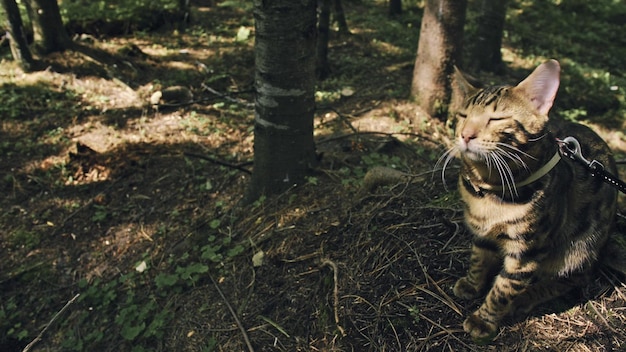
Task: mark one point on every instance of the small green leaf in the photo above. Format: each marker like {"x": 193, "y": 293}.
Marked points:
{"x": 130, "y": 332}
{"x": 165, "y": 280}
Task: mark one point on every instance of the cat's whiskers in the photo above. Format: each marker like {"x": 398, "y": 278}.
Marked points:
{"x": 507, "y": 178}
{"x": 446, "y": 158}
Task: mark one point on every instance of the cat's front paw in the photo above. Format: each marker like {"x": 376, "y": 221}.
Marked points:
{"x": 480, "y": 330}
{"x": 463, "y": 289}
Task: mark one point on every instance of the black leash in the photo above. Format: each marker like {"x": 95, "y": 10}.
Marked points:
{"x": 570, "y": 147}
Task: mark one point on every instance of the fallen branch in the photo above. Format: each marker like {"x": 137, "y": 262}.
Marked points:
{"x": 232, "y": 312}
{"x": 335, "y": 292}
{"x": 229, "y": 98}
{"x": 219, "y": 162}
{"x": 43, "y": 331}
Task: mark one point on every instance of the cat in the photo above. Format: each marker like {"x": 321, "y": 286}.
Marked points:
{"x": 539, "y": 221}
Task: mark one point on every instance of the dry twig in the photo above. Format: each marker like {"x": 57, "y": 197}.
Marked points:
{"x": 232, "y": 312}
{"x": 43, "y": 331}
{"x": 335, "y": 292}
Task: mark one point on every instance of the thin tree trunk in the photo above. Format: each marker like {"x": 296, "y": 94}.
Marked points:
{"x": 284, "y": 149}
{"x": 340, "y": 18}
{"x": 438, "y": 49}
{"x": 323, "y": 27}
{"x": 17, "y": 38}
{"x": 50, "y": 35}
{"x": 395, "y": 8}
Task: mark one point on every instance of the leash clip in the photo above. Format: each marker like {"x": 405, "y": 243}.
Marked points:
{"x": 570, "y": 147}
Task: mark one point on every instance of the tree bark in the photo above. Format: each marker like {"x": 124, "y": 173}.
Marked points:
{"x": 284, "y": 150}
{"x": 49, "y": 33}
{"x": 17, "y": 37}
{"x": 486, "y": 54}
{"x": 438, "y": 50}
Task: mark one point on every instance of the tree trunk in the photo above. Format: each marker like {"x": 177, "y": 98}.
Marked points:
{"x": 50, "y": 35}
{"x": 284, "y": 149}
{"x": 323, "y": 29}
{"x": 17, "y": 38}
{"x": 486, "y": 47}
{"x": 438, "y": 50}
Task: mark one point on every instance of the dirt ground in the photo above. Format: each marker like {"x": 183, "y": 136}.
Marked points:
{"x": 97, "y": 182}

### Written exercise
Lay out the data above as a two-column CSV with headers instruction and points: one row per instruction line, holding that line and the marked points beneath it, each in a single quoted field with line breaks turned into spaces. Leave the picture out.

### Exercise answer
instruction,points
"Task: mark one point on every instance of the small green leaf in the photo above. Format: each marker like {""x"": 193, ""y"": 293}. Marked points:","{""x"": 130, ""y"": 332} {""x"": 165, ""y"": 280}"
"Task: mark one point on every instance of the cat's whiskers in the photo above. Format: each marker like {""x"": 398, ""y"": 278}. Marked points:","{""x"": 507, ""y"": 178} {""x"": 446, ""y"": 158}"
"Task: mark one point on every instance of the cat's front paw in the photo above. Format: each marker like {""x"": 376, ""y"": 221}. Marked points:","{""x"": 480, ""y"": 330} {""x"": 463, ""y"": 289}"
"Task: mark one point on every instance of the black leash in the photo above. Format: each marker like {""x"": 95, ""y"": 10}. Marked points:","{""x"": 570, ""y"": 147}"
"Task: mark one point on every instance of the fallen branch in the photo above. Format: each marker like {""x"": 137, ""y"": 262}. Marked points:","{""x"": 232, ""y"": 312} {""x"": 335, ""y"": 292} {""x"": 229, ""y"": 98} {""x"": 219, ""y"": 162} {""x"": 43, ""y"": 331}"
"Task: mark one point on every instance of the cat in the photo above. Format: each marker like {""x"": 321, ""y"": 286}. Marked points:","{""x"": 539, ""y"": 221}"
"Task: mark one point on every instance of the dry twig in the photo above. Format: each marker like {""x"": 57, ""y"": 197}. Marked points:","{""x"": 232, ""y"": 312} {""x"": 43, ""y"": 331} {""x"": 335, ""y"": 292}"
"Task: mark one point on every instance of the thin tree trunk in the photo above. Format: each marker like {""x"": 296, ""y"": 94}. Marked points:","{""x"": 284, ""y"": 149} {""x"": 340, ""y"": 18} {""x"": 438, ""y"": 49} {""x"": 323, ""y"": 27} {""x"": 17, ""y"": 38} {""x"": 50, ""y"": 35} {""x"": 395, ""y"": 8}"
"Task: mark one point on every instance of the leash clip in the photo above. Format: each marker like {""x"": 405, ""y"": 243}. Marked points:","{""x"": 570, ""y"": 147}"
"Task: mark one point on every instance of the tree bark in the photo above. Format: each marker like {""x"": 124, ""y"": 173}. Marked points:","{""x"": 284, ""y"": 150} {""x"": 49, ""y"": 33} {""x"": 17, ""y"": 37} {""x"": 486, ""y"": 54} {""x"": 438, ""y"": 50}"
"Task: mark one point on every instance of the tree trunk in the photo above. Format: each marker like {""x"": 177, ""y"": 98}. Marked points:","{""x"": 50, ""y"": 35} {""x"": 284, ""y"": 149} {""x"": 323, ""y"": 29} {""x"": 17, ""y"": 38} {""x"": 486, ""y"": 47} {""x"": 438, ""y"": 50}"
"Task: mark one point on every instance of the dirt ground in the photo above. Format: each marker like {""x"": 183, ""y"": 136}. Marked points:","{""x"": 97, ""y"": 182}"